━━━━━ SOURCE RECORDS

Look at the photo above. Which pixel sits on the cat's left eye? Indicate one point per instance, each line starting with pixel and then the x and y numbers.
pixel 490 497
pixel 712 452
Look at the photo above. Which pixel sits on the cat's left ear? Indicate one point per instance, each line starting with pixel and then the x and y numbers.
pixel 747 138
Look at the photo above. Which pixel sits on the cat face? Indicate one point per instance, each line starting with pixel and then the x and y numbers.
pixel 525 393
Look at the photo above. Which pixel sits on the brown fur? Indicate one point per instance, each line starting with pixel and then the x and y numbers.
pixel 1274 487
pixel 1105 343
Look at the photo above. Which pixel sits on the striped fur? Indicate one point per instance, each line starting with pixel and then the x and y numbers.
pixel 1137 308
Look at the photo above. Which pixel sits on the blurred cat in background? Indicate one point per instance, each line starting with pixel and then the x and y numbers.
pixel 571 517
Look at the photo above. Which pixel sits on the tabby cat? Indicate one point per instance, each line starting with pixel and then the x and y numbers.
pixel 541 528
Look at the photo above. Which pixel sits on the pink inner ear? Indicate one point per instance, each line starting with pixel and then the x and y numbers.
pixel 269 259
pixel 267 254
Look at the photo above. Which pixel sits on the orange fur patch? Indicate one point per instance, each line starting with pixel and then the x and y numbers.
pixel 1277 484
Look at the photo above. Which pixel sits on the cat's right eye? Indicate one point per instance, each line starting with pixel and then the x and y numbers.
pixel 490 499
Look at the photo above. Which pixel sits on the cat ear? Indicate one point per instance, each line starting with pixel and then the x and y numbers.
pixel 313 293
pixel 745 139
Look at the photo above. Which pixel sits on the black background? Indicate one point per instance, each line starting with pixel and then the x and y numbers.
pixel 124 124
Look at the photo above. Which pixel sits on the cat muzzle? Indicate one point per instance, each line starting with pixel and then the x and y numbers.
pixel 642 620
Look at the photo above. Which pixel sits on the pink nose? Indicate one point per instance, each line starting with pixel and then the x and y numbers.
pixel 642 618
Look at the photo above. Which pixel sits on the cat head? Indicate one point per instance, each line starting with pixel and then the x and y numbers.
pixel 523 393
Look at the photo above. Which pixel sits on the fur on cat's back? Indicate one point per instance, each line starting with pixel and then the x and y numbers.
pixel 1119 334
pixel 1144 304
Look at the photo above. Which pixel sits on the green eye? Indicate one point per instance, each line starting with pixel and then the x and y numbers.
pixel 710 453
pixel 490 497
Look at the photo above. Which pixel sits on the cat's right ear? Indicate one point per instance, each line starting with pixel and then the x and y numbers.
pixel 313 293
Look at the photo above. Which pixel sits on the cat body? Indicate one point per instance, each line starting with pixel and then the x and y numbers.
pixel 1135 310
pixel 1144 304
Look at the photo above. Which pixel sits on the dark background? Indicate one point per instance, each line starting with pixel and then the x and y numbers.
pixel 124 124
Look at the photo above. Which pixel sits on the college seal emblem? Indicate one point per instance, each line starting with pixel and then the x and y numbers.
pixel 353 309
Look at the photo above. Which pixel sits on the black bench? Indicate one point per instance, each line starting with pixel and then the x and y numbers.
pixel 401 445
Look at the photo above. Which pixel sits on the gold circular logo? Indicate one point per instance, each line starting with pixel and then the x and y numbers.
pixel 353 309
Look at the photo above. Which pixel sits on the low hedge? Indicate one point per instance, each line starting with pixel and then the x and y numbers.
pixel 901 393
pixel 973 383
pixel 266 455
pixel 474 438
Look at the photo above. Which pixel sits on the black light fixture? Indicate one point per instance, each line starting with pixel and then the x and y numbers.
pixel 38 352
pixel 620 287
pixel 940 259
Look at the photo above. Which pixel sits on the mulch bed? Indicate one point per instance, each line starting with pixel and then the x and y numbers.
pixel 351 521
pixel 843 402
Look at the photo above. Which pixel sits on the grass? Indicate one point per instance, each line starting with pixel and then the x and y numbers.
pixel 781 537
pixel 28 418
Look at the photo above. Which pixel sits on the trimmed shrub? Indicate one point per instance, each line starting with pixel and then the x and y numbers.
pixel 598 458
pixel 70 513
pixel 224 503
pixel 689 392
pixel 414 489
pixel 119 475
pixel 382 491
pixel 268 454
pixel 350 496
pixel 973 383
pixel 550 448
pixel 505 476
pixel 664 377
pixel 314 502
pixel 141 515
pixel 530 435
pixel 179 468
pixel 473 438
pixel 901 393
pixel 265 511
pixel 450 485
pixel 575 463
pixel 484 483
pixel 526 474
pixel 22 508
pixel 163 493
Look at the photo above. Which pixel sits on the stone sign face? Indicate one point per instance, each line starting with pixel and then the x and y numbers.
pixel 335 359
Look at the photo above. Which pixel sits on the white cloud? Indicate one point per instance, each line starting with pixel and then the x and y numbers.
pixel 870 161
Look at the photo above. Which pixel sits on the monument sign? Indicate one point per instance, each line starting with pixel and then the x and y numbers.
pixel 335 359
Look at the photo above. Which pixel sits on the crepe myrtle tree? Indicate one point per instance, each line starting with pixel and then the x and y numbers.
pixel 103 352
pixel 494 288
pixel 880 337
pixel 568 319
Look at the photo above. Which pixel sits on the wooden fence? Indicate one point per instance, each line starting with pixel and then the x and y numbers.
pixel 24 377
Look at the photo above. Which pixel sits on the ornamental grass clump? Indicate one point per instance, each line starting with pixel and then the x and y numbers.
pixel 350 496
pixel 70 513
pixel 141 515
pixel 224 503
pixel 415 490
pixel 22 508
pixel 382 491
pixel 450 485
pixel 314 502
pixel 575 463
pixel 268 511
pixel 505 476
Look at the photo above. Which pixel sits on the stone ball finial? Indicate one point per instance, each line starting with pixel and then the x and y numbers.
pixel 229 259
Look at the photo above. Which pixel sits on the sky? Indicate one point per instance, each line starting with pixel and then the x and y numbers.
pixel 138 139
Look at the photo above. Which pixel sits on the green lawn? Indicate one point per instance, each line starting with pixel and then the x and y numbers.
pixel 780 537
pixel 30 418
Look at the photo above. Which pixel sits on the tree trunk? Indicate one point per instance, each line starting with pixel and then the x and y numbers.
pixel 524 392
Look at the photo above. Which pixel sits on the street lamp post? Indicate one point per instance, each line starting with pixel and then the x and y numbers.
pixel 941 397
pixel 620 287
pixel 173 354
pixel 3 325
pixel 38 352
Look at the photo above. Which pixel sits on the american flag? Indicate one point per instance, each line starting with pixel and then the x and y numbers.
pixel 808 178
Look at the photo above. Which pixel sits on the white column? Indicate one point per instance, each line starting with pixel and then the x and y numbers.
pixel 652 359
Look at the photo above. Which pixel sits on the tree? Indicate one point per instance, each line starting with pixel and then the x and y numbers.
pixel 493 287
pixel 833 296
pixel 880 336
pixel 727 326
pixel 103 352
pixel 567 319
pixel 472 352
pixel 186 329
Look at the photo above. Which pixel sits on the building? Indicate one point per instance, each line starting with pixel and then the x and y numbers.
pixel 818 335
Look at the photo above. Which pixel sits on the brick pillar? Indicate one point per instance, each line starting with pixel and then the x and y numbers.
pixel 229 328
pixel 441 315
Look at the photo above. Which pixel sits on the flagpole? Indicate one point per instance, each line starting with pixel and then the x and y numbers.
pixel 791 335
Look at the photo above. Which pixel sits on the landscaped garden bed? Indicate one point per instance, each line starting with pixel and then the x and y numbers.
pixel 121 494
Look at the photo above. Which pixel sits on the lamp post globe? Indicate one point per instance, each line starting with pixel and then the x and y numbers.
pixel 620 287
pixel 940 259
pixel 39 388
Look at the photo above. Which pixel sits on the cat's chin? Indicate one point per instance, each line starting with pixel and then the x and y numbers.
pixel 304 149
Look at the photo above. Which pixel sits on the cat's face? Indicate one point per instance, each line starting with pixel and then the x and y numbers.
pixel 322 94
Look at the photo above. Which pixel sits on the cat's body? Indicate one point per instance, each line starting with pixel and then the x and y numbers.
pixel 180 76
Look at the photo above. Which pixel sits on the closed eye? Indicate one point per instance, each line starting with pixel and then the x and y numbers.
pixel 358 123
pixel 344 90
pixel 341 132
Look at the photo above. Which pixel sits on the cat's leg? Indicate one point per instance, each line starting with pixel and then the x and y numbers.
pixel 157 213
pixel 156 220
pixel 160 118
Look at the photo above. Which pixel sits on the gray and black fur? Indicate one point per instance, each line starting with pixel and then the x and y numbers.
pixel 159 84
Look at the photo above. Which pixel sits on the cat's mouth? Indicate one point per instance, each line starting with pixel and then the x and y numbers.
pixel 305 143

━━━━━━━━━━

- [GOAL OF THE EXERCISE]:
Lay out the records, starting at the first one and ending at the line containing "pixel 747 138", as a two-column CSV with the headers instruction and points. Give one row per record, putting its text and its answer each in a single quoted field with line breaks replaced by spaces.

- [THE ANSWER]:
instruction,points
"Look at the photo above. Which pixel sits on the cat's left eye? Indicate one point per instance, each line starting with pixel and then the x and y numbers.","pixel 490 497 pixel 712 452"
"Look at the photo above. Which pixel sits on the cat's left ear? Indicate one point per instance, each line starting with pixel and then the x and y numbers.","pixel 747 138"